**Task goal:** Reproduce all of the data exactly, with no line skipped.

Referring expression pointing data
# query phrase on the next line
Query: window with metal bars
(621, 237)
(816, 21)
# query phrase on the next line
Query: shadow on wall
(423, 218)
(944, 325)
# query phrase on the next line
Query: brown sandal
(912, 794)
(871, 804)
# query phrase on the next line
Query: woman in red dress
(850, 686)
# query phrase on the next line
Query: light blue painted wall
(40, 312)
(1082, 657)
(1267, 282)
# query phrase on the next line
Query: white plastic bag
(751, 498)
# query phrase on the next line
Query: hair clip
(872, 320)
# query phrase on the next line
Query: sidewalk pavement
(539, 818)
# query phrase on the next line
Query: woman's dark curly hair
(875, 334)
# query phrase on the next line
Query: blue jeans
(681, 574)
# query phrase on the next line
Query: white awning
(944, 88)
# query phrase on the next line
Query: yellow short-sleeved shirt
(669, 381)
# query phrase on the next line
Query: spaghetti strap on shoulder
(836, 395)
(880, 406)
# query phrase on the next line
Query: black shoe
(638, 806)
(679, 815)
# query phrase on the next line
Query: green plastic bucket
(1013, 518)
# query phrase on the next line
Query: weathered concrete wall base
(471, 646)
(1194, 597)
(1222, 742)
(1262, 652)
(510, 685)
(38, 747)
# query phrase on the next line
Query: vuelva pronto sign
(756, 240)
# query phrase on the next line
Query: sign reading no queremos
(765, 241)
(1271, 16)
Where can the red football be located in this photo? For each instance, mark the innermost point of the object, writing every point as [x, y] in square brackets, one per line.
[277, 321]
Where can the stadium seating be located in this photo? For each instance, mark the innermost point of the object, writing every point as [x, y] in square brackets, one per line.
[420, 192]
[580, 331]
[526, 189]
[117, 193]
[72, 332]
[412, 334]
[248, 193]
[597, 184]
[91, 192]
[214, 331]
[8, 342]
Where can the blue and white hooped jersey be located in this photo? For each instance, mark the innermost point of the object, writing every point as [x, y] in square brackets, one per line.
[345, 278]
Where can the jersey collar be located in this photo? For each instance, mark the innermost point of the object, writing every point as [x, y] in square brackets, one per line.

**Solved problem:**
# query phrase on the next line
Query: window with metal bars
(621, 237)
(816, 21)
# query phrase on the next line
Query: shadow on wall
(423, 218)
(944, 325)
# query phrase on the next line
Query: brown sandal
(912, 794)
(871, 804)
# query phrase on the next line
Query: woman in red dress
(850, 686)
# query phrase on the next line
Query: light blue painted wall
(40, 312)
(1082, 657)
(1267, 282)
# query phrase on the next line
Query: white plastic bag
(751, 498)
# query phrase on the next line
Query: hair clip
(872, 320)
# query phrase on the next line
Query: sidewalk pavement
(539, 818)
# query phrase on the next line
Query: woman's dark curly hair
(875, 334)
# query phrase on the next line
Query: blue jeans
(681, 574)
# query phrase on the next line
Query: white awning
(944, 88)
# query phrase on the next line
Query: yellow short-sleeved shirt
(669, 381)
# query phrase on the next line
Query: spaghetti strap on shoulder
(836, 395)
(880, 406)
# query phrase on the next line
Query: black shoe
(638, 806)
(679, 815)
# query phrase on the next line
Query: green plastic bucket
(1013, 518)
# query phrase on the next line
Query: weathered concrete wall base
(471, 646)
(1194, 597)
(1222, 742)
(1262, 652)
(510, 685)
(38, 747)
# query phrase on the next line
Query: vuelva pronto sign
(756, 240)
# query phrase on the next line
Query: sign reading no queremos
(765, 241)
(1271, 16)
Where can the red football be located in this photo? For each instance, mark the innermost point of the object, writing every point as [x, y] in square brackets, one per line.
[277, 321]
Where can the stadium seating be located in this photo? For each instance, mark the innermost point of the object, writing every point as [x, y] in square brackets, one per line.
[420, 192]
[580, 331]
[526, 189]
[117, 193]
[72, 332]
[412, 334]
[248, 193]
[597, 184]
[91, 192]
[214, 331]
[8, 342]
Where can the blue and white hooped jersey be located in this photo? For each instance, mark the innermost point of the object, writing every point as [x, y] in square brackets, one per line.
[345, 278]
Where can the jersey collar be located in this photo? For each instance, mark the innermost point of the object, writing every point as [x, y] in square brackets, one per line.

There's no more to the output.